TASK GOAL
Return the following entries exactly, word for word.

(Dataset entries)
+ + +

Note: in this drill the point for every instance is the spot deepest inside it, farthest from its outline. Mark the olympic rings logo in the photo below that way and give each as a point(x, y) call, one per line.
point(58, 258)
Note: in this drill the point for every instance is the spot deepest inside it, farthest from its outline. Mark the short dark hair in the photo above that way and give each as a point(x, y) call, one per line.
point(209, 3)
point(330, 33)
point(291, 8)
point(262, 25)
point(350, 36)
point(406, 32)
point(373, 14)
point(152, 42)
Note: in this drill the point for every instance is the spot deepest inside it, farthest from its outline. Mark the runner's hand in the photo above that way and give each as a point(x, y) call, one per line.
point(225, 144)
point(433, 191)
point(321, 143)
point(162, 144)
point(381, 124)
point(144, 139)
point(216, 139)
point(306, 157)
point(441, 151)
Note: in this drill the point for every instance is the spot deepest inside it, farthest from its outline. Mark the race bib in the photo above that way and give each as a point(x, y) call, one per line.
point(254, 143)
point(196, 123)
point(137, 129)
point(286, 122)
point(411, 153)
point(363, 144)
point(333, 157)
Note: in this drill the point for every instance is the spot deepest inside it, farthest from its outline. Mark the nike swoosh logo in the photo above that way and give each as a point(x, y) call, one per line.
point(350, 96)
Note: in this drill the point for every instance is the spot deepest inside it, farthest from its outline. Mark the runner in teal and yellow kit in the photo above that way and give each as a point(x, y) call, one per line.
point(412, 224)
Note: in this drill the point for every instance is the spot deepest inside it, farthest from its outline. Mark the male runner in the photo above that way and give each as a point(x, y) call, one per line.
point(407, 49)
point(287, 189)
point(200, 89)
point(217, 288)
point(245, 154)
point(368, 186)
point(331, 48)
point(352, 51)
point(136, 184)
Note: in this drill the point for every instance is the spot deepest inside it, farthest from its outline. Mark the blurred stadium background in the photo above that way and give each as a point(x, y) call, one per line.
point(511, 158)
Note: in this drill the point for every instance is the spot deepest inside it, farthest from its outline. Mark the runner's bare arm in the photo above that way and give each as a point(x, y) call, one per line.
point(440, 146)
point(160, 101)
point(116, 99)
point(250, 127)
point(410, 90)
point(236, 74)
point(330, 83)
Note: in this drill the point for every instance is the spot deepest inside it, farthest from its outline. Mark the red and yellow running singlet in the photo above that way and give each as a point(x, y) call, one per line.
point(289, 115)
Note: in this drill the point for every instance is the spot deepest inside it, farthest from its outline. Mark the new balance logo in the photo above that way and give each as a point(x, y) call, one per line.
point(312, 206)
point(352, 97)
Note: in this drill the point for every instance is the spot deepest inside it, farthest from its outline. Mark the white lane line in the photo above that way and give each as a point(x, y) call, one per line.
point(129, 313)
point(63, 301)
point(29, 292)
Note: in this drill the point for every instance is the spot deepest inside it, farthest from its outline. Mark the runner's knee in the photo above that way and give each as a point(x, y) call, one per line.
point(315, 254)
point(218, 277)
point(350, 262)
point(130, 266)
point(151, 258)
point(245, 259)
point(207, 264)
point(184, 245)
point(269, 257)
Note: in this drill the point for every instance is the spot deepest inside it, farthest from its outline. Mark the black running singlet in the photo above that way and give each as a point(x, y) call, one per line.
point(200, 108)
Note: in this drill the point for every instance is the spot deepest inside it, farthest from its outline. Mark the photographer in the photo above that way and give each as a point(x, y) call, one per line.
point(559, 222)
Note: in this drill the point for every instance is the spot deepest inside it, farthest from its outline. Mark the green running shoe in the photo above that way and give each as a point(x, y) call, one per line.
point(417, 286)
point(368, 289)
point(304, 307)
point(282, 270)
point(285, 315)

+ + +

RESULT OF THE EXERCISE
Note: in this drill the point for every instance is the spot deepest inside it, farthest from its outline. Mark the olympic rings logo in the photo below that way and give each as a point(x, y) call, one per line.
point(58, 258)
Note: in this drill the point for every instance is the spot deepest inside it, farthest from its outline. Mark the short dark hair in the photo above that way and give each as a point(x, y) call, one per line.
point(209, 3)
point(330, 33)
point(291, 8)
point(262, 25)
point(350, 36)
point(406, 32)
point(373, 14)
point(152, 42)
Note: in this drill the point for every instance is the spot deepest inside it, farthest from its outline. Mark the runner's hand in the photo above that way and give each as a point(x, y) call, one per line.
point(225, 144)
point(433, 191)
point(321, 143)
point(162, 144)
point(381, 124)
point(144, 139)
point(216, 139)
point(306, 157)
point(441, 151)
Note: in this drill the point for every instance is the spot deepest inside it, farthest from its outline. Mark the race bib in the photo above that way and give each as a point(x, y) call, one per line.
point(254, 143)
point(196, 123)
point(137, 129)
point(286, 122)
point(411, 153)
point(363, 144)
point(333, 157)
Note: in this drill the point for every instance is the spot deepest inside it, farthest from its outline. Mark the nike swoosh logo in the photo above that way and give each as a point(x, y) call, one per line.
point(350, 96)
Note: in this drill the point for every instance is the spot deepest inside it, farthest from its outline. Mark the runner in teal and yellow kit in the photo above that way and give each as a point(x, y) call, one per line.
point(412, 224)
Note: in this drill the point for every instance is the spot deepest inside it, farthest from its outline. Mark the male runner in the photo above that way and give each as a point(x, y) call, one per line.
point(407, 49)
point(287, 189)
point(200, 89)
point(217, 288)
point(245, 154)
point(368, 186)
point(331, 48)
point(352, 51)
point(136, 184)
Note: in this drill the point for every instance is the spot deepest inside it, farthest from its outline. Mark the blurred stadium background in the photo above that way and give each as a point(x, y) call, one per line.
point(511, 158)
Note: in this drill the point for every instance is the spot deepest inside it, farthest from its outline. Mark the runner's bare arm in the photo above that way and give each as a point(x, y) call, one per line.
point(440, 146)
point(160, 101)
point(116, 99)
point(250, 127)
point(410, 90)
point(236, 74)
point(330, 83)
Note: in this drill the point for every instance is the spot deepest inside it, farthest from its outline. Mark the red and yellow running singlet in the photo above that way and give each as a point(x, y) call, one per line.
point(289, 115)
Note: in this drill the point for every instance is the spot deepest inside it, farthest from its outline. Mark the new balance logo in the photo above that way and give each as a point(x, y) call, one per line.
point(312, 206)
point(352, 97)
Note: in this drill the point for every instance is the spot deepest inside it, farthest from its outline. Mark the white lane line in the photo above that way and give each as a point(x, y) call, one per line.
point(129, 313)
point(63, 301)
point(29, 292)
Note: in this drill the point for every instance is the spot deepest inside it, farthest from its outline. Mark the runner's knee in the photo above that way and give each as a point(x, y) call, one per line.
point(315, 254)
point(218, 277)
point(350, 262)
point(130, 266)
point(151, 258)
point(245, 259)
point(207, 264)
point(184, 245)
point(269, 257)
Note: in this drill the point for every instance is the spot deepest inside it, farthest from its outline. Mark the black running singlet in the photo above that way and give each as a point(x, y) call, one per line.
point(200, 108)
Note: in this drill the point for every instance is the spot deepest inside it, farthest from its outline. Mark the photographer in the photo above that way and give each as a point(x, y) call, one per line.
point(559, 222)
Note: in this drill the point for every instance is the spot deepest inside it, farthest from its outline. Mark the green running shoe in the photo above that way and give each as a point(x, y) call, one per line.
point(417, 286)
point(368, 289)
point(304, 307)
point(282, 270)
point(285, 315)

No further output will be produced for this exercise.